═══ TEXTO DE LECTURA ═══

Hasta aquí me he ceñido a la defensa del dogma católico, y a la exposición de las doctrinas de los teólogos; y creo haber manifestado que, limitándose aquél a la simple privación de la visión beatífica, por efecto del pecado original no borrado por el bautismo, está muy lejos de hallarse en contradicción con los principios de justicia, ni trae consigo la pretendida dureza que V. le achacaba. Como es natural, los teólogos se han aprovechado de esta latitud para emitir varias opiniones más o menos fundadas, sobre las que es difícil formar un juicio acertado, faltándonos noticias que sólo pudiera proporcionarnos la revelación. Como quiera, parece muy razonable la doctrina de Santo Tomás de que estos niños podrán tener un conocimiento y amor de Dios en el orden puramente natural, y que podrán gozarse en estos bienes que les ha otorgado el Criador. Siendo criaturas inteligentes y libres, no podemos suponerlos privados del ejercicio de sus facultades; pues, de lo contrario, sería preciso considerar sus espíritus como substancias inertes, no por su naturaleza, sino por estar ligadas sus potencias del orden intelectual y moral. Y como, por otra parte, no se admite que sufran pena de sentido, y se afirma que no se duelen de la de daño, es preciso otorgarles las afecciones que en todo ser resultan naturalmente del ejercicio de sus facultades. Queda de V. su afectísimo y S. S. Q. S. M. B.

═══ ELEMENTOS ═══

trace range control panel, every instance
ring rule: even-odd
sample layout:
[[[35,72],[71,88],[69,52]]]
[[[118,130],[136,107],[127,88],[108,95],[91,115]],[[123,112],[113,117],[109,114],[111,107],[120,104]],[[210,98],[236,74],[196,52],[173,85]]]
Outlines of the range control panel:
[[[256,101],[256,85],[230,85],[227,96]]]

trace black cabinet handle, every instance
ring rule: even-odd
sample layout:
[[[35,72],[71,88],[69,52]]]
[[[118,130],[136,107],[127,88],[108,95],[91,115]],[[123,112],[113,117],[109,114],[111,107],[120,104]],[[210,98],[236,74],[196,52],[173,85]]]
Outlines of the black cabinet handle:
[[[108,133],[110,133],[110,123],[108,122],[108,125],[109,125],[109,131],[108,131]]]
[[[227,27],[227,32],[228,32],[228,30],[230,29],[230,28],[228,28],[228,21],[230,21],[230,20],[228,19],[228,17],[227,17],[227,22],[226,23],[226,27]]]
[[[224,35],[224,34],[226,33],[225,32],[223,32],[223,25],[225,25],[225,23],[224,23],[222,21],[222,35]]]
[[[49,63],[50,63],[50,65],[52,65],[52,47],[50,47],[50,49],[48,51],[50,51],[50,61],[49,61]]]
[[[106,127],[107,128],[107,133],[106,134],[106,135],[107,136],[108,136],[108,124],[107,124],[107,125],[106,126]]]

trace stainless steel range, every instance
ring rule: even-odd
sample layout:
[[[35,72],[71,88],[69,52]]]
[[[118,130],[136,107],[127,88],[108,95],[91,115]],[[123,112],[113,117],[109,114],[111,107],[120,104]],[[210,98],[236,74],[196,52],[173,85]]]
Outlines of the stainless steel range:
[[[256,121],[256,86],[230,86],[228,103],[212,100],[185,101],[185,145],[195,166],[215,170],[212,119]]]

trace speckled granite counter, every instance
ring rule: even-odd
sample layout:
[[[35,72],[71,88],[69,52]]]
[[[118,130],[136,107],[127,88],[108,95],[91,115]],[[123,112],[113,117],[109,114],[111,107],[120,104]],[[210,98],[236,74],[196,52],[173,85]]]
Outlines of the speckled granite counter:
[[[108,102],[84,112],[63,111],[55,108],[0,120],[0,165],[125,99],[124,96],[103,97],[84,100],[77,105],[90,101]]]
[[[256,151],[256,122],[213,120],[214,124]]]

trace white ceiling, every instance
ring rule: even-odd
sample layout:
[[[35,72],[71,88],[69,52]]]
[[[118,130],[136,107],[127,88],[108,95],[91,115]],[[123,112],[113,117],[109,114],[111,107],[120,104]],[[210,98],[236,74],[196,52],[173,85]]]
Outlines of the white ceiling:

═══

PROBLEMA A RESOLVER
En la carta sobre la privación de la visión beatífica, ¿qué podrán tener o hacer los niños según la doctrina de Santo Tomás, y qué dice la carta que es preciso otorgarles?

RESPUESTA A CONTINUACIÓN
- Un conocimiento de Dios en el orden puramente natural
- Un amor de Dios en el orden puramente natural
- Gozarse en los bienes que les ha otorgado el Criador
- Las afecciones que en todo ser resultan naturalmente del ejercicio de sus facultades (lo que es preciso otorgarles)